EXTRACT »
○ ○ ○

Rosemary could be the secret to living to 100 according to researchers investigating 300 centenarians in a remote Italian village.
For the herb appears to be commonly used by a group of pensioners who have a most remarkable record of not just living longer but free of heart disease and Alzheimer’s.
Teams of medical experts have been given permission for the first time ever to examine the residents of a coastal hamlet called Acciaroli, near the resort of Salerno.
Nestled between the sea and the mountains the area has a population of a couple of thousand or so yet among them are at least 300 men and women who are already 100 years old or more.
This is a phenomenal ratio compared to, for instance, America where just 0..02 per cent of the population will live that long.
It is believed that factors for their long life and low rates of both mental and physical illness include the famously healthy Mediterranean diet that is popular throughout the region.
But rosemary is particularly prevalent in their cooking, said researchers from the University of California San Diego School of Medicine and University of Rome, who are carrying out the study.
Other influences include, perhaps obviously, the fresh air and walking - the residents regularly walk or hike through mountains to go to the shops or to work for instance as part of their daily routines.
San Diego doctor Professor Alan Maisel said: ‘We are the first group of researchers to be given permission to study this population in Acciaroli, Italy.’
The teams will look at diet, lifestyle and take blood samples and distribute questionnaires to the 300 centenarians of Acciaroli.
Professor Maisel added: ‘The goal of this long-term study is to find out why this group of 300 is living so long by conducting a full genetic analysis and examining lifestyle behaviours, like diet and exercise.
‘The results from studying the longevity of this group could be applied to our practice at UC San Diego and to patients all over the world.’

○ ○ ○

BRIEF 1 » Write out the rosemary article from "But rosemary is" up to and including "their daily routines.".
BRIEF 2 » Translate this sentence from the rosemary article into Spanish: "The teams will look at diet, lifestyle and take blood samples and distribute questionnaires to the 300 centenarians of Acciaroli."
The entries have no connection to the rosemary article.

○ ○ ○

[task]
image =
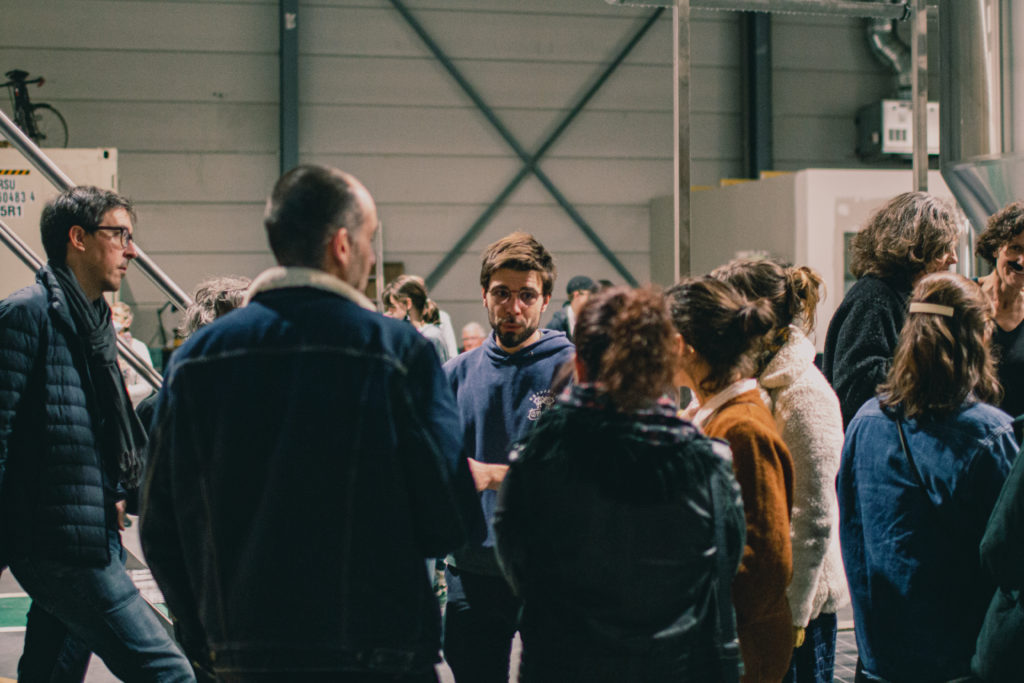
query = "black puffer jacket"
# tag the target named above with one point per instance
(605, 528)
(56, 500)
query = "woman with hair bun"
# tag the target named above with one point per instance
(922, 468)
(620, 524)
(807, 414)
(406, 298)
(720, 332)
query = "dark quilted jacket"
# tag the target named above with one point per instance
(53, 502)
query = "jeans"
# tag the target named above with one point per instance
(101, 609)
(51, 654)
(814, 662)
(331, 677)
(480, 622)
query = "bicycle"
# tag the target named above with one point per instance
(43, 124)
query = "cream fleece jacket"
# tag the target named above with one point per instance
(808, 417)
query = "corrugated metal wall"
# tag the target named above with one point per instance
(186, 90)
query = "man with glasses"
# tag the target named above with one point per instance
(501, 388)
(70, 444)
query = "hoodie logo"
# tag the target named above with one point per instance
(541, 400)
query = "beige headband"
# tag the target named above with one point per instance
(939, 309)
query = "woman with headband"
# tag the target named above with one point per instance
(922, 468)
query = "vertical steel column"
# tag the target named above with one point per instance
(467, 239)
(506, 134)
(919, 93)
(681, 114)
(289, 83)
(756, 44)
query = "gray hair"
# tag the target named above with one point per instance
(213, 297)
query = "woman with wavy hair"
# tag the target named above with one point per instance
(912, 235)
(1001, 244)
(808, 418)
(922, 468)
(721, 331)
(620, 524)
(406, 298)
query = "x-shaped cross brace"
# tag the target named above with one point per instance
(529, 161)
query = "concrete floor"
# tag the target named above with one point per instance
(11, 638)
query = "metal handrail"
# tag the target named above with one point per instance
(32, 152)
(29, 257)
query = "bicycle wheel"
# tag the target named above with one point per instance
(51, 130)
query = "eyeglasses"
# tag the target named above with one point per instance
(124, 235)
(503, 294)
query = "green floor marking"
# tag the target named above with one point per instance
(13, 610)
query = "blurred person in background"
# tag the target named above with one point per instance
(406, 299)
(579, 290)
(1001, 244)
(720, 333)
(137, 387)
(923, 465)
(472, 336)
(914, 233)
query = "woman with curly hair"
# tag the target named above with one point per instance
(620, 524)
(912, 235)
(721, 331)
(808, 418)
(922, 468)
(1001, 244)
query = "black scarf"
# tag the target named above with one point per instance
(124, 435)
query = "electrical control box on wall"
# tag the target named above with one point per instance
(886, 129)
(24, 193)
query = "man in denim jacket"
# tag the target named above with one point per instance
(305, 463)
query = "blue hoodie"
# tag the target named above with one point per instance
(499, 395)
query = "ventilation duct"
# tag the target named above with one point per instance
(982, 103)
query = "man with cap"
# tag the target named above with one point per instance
(579, 290)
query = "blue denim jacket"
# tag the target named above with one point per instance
(305, 462)
(911, 554)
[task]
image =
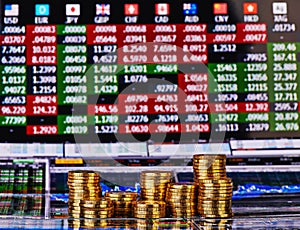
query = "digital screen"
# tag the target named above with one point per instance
(149, 71)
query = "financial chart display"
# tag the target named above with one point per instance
(149, 70)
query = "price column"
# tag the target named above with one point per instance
(13, 76)
(284, 70)
(41, 81)
(103, 85)
(72, 79)
(223, 67)
(253, 77)
(133, 101)
(193, 82)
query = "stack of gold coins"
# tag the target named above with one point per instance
(154, 184)
(85, 199)
(146, 209)
(214, 188)
(147, 224)
(83, 185)
(92, 212)
(222, 224)
(123, 203)
(209, 166)
(182, 199)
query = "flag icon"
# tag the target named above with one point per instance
(42, 9)
(131, 9)
(220, 8)
(72, 9)
(162, 9)
(189, 8)
(102, 9)
(250, 8)
(279, 7)
(11, 10)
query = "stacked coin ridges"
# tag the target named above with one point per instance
(85, 203)
(182, 199)
(90, 212)
(84, 185)
(146, 209)
(221, 224)
(154, 184)
(214, 188)
(147, 224)
(123, 203)
(209, 166)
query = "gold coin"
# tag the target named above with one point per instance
(121, 194)
(82, 172)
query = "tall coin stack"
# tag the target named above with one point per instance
(182, 200)
(154, 184)
(84, 186)
(123, 203)
(214, 188)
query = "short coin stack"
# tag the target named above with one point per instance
(150, 209)
(154, 184)
(91, 211)
(221, 224)
(123, 203)
(215, 189)
(182, 199)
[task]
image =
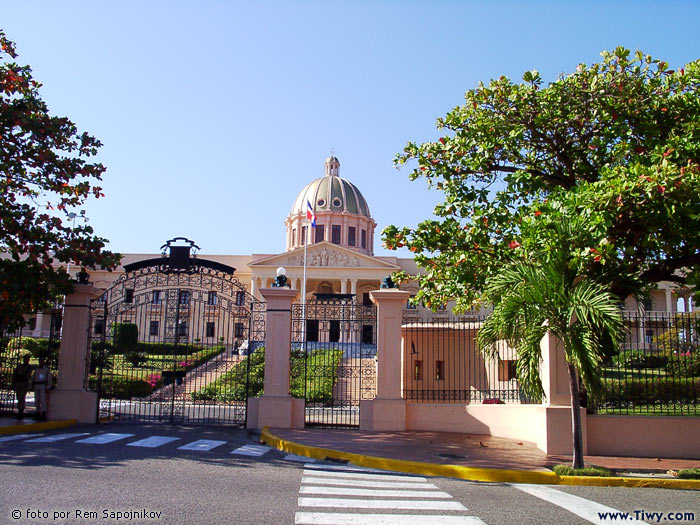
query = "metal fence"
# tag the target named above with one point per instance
(443, 365)
(657, 370)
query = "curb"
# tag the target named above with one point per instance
(543, 477)
(35, 427)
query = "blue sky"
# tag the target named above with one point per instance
(215, 114)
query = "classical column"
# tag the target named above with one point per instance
(70, 399)
(276, 408)
(669, 301)
(387, 412)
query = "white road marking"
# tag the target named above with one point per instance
(336, 518)
(18, 436)
(380, 504)
(345, 491)
(101, 439)
(202, 444)
(364, 483)
(251, 450)
(152, 442)
(352, 475)
(56, 437)
(584, 508)
(300, 459)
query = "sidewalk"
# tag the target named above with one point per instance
(466, 450)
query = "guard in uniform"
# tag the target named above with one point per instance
(21, 380)
(41, 382)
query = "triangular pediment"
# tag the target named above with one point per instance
(324, 254)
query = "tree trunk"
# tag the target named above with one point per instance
(577, 434)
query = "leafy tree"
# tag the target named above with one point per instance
(534, 297)
(43, 176)
(617, 141)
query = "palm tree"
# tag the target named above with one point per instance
(531, 299)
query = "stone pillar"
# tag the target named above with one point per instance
(70, 399)
(387, 412)
(276, 408)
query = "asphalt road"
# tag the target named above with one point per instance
(211, 481)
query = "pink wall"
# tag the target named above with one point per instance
(644, 436)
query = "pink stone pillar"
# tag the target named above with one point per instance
(276, 408)
(70, 399)
(388, 410)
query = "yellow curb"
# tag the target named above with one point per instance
(35, 427)
(472, 473)
(413, 467)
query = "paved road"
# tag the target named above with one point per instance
(164, 474)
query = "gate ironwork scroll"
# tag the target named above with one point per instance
(333, 360)
(169, 341)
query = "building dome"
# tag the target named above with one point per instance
(331, 193)
(342, 213)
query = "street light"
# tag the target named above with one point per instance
(72, 216)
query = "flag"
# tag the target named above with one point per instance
(310, 214)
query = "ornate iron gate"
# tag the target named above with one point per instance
(169, 342)
(333, 357)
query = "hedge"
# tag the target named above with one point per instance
(321, 373)
(640, 392)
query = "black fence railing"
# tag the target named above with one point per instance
(443, 365)
(657, 370)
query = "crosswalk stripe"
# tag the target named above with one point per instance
(18, 436)
(345, 468)
(338, 518)
(345, 491)
(353, 475)
(102, 439)
(56, 437)
(251, 450)
(301, 459)
(365, 483)
(152, 442)
(202, 444)
(381, 504)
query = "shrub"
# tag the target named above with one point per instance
(640, 359)
(567, 470)
(684, 365)
(120, 387)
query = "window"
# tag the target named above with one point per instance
(506, 370)
(418, 370)
(335, 234)
(439, 370)
(211, 298)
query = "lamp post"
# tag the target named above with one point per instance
(72, 216)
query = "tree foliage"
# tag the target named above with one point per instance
(44, 175)
(616, 142)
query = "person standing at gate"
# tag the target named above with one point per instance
(21, 380)
(41, 382)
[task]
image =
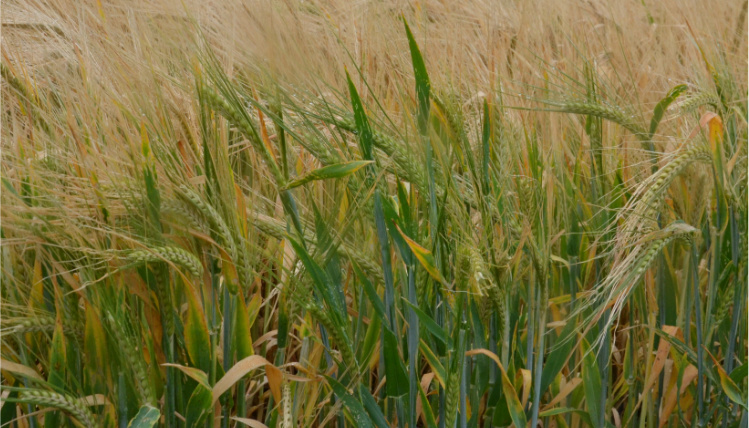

○ ○ ○

WRITTEN RESPONSE 1 »
But rosemary is particularly prevalent in their cooking, said researchers from the University of California San Diego School of Medicine and University of Rome, who are carrying out the study.
Other influences include, perhaps obviously, the fresh air and walking - the residents regularly walk or hike through mountains to go to the shops or to work for instance as part of their daily routines.

WRITTEN RESPONSE 2 » Los equipos examinarán la dieta y el estilo de vida, tomarán muestras de sangre y distribuirán cuestionarios entre los 300 centenarios de Acciaroli.